Which lines of the records below contain the word "balcony"? Pull out each one and copy it in full, treating case as significant.

[Dataset excerpts on object pointing]
━━━━━━━━━━━━━━━━━━━━━━━━━━━━━━

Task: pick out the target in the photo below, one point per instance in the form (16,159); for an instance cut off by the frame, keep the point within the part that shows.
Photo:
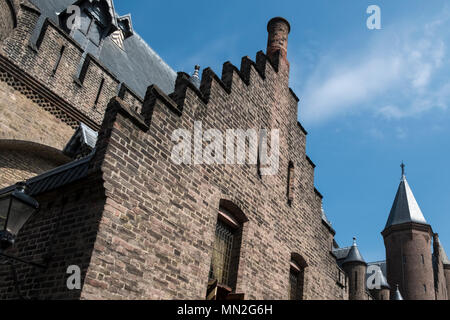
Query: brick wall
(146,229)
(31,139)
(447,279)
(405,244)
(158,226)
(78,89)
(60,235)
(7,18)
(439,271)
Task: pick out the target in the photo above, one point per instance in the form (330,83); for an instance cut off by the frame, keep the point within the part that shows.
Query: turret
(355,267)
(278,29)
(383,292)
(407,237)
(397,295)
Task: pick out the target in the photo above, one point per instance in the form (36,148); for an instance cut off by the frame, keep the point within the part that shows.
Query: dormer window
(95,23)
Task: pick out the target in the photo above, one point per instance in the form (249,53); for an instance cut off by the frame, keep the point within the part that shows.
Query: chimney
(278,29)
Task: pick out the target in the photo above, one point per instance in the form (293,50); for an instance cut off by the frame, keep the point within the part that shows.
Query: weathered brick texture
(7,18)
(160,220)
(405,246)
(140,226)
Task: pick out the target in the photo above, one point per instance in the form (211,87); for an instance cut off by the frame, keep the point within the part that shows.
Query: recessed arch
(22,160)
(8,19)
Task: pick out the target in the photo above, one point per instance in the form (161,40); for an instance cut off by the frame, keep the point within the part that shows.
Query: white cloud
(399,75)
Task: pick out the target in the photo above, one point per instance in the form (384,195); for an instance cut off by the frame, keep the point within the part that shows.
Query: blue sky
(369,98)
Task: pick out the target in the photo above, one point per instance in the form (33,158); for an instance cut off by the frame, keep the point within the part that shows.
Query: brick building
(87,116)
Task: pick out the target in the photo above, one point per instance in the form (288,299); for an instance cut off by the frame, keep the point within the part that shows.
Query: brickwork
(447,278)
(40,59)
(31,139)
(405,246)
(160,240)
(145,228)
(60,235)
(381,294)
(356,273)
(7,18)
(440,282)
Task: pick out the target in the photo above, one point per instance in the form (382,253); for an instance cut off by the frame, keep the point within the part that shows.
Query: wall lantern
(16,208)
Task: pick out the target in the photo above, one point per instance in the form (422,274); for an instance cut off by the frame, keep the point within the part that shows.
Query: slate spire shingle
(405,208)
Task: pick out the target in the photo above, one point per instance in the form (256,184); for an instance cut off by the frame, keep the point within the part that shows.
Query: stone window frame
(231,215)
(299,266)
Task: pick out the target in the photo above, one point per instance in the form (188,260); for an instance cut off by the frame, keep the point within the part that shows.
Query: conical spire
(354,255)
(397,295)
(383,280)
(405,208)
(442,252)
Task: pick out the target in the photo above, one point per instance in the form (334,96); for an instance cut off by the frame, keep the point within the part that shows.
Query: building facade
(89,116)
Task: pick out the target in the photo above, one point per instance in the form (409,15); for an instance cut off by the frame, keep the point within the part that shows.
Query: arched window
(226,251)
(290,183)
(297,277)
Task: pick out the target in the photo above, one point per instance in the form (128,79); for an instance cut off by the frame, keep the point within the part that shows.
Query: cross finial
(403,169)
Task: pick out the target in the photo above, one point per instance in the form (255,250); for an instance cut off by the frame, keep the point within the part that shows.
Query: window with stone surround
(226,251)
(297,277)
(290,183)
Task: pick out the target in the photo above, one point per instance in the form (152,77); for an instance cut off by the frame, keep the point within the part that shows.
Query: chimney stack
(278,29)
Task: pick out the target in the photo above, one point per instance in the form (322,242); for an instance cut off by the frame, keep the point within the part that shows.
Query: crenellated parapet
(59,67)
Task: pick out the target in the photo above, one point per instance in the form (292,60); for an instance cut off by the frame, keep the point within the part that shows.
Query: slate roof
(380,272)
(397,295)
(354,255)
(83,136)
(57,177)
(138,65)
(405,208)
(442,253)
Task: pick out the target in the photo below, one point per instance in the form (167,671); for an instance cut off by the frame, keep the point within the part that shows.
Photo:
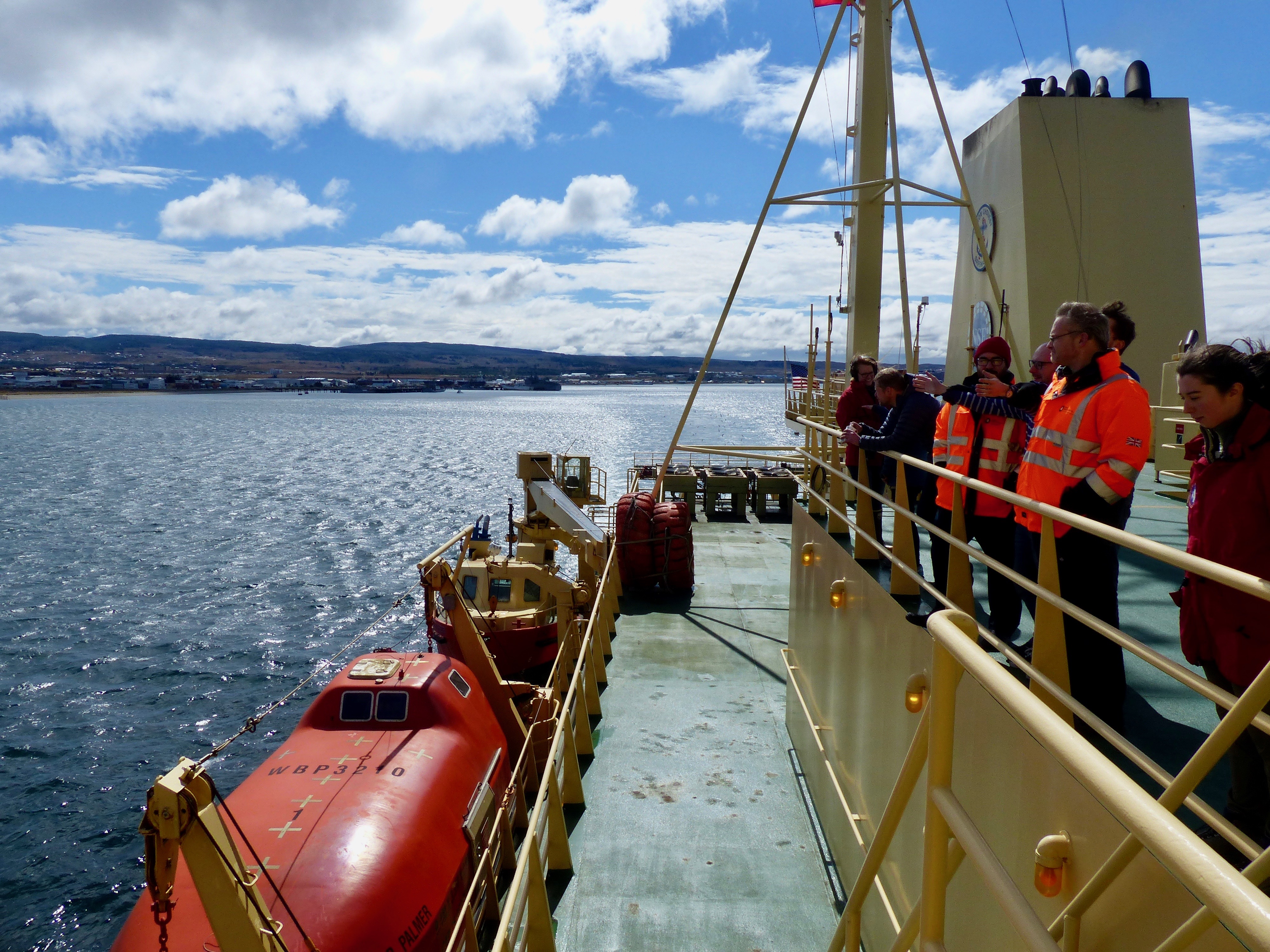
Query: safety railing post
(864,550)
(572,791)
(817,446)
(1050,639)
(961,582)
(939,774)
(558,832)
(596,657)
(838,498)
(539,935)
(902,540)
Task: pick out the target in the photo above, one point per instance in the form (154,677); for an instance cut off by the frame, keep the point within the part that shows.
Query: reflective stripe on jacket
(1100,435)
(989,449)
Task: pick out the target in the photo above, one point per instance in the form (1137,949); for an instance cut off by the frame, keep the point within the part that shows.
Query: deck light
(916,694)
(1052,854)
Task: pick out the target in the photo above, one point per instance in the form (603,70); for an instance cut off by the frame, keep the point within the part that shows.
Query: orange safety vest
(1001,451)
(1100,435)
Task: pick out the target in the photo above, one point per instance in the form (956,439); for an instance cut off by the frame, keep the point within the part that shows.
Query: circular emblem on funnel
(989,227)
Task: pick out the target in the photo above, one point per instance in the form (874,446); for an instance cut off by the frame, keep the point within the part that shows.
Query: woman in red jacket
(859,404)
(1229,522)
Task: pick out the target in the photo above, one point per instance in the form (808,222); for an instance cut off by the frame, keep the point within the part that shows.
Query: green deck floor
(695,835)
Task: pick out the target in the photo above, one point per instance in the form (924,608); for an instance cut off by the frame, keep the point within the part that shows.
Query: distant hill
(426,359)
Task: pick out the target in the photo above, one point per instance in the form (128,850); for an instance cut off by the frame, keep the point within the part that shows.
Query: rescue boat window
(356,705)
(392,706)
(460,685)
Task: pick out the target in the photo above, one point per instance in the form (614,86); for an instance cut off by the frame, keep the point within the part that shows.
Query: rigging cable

━━━━━━━━━━━━━━━━━━━━━━━━━━━━━━

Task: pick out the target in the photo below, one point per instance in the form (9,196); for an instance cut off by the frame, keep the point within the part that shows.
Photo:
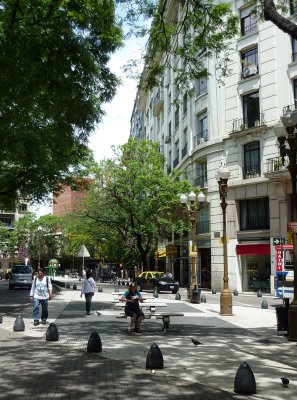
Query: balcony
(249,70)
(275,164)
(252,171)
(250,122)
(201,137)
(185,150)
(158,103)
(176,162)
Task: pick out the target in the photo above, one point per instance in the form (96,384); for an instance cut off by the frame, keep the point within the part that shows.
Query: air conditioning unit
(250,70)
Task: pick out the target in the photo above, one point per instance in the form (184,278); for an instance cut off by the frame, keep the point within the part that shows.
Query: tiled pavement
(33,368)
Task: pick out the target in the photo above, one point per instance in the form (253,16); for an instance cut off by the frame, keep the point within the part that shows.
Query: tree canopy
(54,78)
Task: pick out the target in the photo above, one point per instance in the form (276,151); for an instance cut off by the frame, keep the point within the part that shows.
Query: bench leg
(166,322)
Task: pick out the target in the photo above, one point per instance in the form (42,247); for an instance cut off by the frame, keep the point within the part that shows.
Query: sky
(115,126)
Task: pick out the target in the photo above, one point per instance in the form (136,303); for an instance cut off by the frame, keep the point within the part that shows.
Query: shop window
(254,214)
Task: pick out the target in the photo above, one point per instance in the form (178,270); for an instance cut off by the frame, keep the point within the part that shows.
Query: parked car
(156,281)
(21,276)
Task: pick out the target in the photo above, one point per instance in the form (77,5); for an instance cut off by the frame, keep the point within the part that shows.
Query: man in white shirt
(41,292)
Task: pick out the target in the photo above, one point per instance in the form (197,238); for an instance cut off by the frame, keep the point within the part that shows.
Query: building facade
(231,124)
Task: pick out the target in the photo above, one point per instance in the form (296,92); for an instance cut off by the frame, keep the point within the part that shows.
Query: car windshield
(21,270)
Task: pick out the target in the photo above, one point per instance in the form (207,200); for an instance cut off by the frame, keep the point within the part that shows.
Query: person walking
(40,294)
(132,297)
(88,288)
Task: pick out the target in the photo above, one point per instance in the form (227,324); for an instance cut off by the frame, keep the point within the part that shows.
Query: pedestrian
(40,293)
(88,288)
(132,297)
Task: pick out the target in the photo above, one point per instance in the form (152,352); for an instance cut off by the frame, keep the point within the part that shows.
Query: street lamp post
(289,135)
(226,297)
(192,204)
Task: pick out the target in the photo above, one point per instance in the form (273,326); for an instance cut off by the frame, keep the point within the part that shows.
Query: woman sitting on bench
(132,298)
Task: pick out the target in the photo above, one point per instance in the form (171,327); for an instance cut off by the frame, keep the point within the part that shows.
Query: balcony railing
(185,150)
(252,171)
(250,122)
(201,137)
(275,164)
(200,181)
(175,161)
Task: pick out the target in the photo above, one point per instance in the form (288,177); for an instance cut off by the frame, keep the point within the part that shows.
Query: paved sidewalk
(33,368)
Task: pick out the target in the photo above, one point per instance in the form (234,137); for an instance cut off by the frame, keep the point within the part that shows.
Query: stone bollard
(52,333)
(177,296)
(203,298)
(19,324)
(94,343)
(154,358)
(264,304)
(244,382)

━━━━━━━━━━━━━━━━━━━━━━━━━━━━━━

Solution to the exercise:
Query: balcony
Query: balcony railing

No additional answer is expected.